▶ GIVEN PROBLEM
Reproduce, character for character, the part of the items that opens with the line containing "# give the mask of every instance of the window" and runs through the end of the items, including both ends.

....

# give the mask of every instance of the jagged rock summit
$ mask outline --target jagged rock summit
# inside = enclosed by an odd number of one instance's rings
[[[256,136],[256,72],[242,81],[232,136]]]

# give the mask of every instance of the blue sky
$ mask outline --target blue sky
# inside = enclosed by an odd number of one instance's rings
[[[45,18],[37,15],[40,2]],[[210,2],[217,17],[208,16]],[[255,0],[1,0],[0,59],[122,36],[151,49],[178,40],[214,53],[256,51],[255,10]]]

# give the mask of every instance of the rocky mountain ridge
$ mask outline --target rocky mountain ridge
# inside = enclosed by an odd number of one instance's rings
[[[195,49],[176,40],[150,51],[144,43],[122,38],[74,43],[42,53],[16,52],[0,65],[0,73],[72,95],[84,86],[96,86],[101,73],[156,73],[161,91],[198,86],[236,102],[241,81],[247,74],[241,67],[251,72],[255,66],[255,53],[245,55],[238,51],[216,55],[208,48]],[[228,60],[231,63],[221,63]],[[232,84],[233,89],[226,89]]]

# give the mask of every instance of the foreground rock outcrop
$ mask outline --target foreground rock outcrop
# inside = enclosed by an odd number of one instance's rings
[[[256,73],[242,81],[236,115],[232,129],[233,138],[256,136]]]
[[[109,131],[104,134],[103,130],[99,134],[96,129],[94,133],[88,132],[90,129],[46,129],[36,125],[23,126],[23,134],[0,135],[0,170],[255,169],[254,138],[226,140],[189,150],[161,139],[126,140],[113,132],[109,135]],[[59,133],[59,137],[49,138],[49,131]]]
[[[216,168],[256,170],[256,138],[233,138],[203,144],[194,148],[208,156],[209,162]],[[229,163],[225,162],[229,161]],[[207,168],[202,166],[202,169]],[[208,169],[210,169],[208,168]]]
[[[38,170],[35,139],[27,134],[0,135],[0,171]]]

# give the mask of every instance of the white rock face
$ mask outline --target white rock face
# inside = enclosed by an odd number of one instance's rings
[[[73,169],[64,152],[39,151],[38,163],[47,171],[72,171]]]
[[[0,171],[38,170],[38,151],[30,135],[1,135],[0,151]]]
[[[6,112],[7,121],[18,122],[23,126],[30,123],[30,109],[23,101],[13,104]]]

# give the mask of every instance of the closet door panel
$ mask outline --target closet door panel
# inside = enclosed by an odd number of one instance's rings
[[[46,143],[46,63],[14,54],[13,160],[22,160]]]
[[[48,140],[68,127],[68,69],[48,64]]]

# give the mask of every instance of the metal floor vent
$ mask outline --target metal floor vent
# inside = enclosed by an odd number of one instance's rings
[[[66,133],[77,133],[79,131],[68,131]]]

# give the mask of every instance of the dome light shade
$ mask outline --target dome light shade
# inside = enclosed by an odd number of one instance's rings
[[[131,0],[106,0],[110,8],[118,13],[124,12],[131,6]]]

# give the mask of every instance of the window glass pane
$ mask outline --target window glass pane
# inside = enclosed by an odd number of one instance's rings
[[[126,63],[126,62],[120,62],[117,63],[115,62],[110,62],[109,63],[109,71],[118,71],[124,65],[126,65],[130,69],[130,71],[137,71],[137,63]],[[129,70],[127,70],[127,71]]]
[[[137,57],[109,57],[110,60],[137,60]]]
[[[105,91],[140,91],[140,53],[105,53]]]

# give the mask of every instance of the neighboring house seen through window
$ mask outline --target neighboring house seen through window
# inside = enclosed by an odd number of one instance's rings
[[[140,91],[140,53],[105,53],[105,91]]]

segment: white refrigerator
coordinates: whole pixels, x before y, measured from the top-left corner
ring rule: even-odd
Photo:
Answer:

....

▶ OUTPUT
# give the mask of every instance of the window glass pane
$ mask outline --target window glass pane
# inside = enclosed by an odd number of one instance's rings
[[[126,63],[126,62],[120,62],[117,63],[115,62],[110,62],[109,63],[109,71],[118,71],[124,65],[126,65],[130,69],[130,71],[137,71],[137,63]],[[129,70],[127,70],[127,71]]]
[[[137,57],[109,57],[110,60],[137,60]]]
[[[105,91],[140,91],[140,53],[105,53]]]

# give the mask of every instance of the neighboring house seen through window
$ mask outline --target neighboring house seen through window
# inside = enclosed by an odd number of one instance's rings
[[[140,91],[140,53],[105,53],[105,91]]]

segment: white refrigerator
coordinates: whole pixels, x before y, measured from the top-left corner
ring rule: even-odd
Photo:
Answer:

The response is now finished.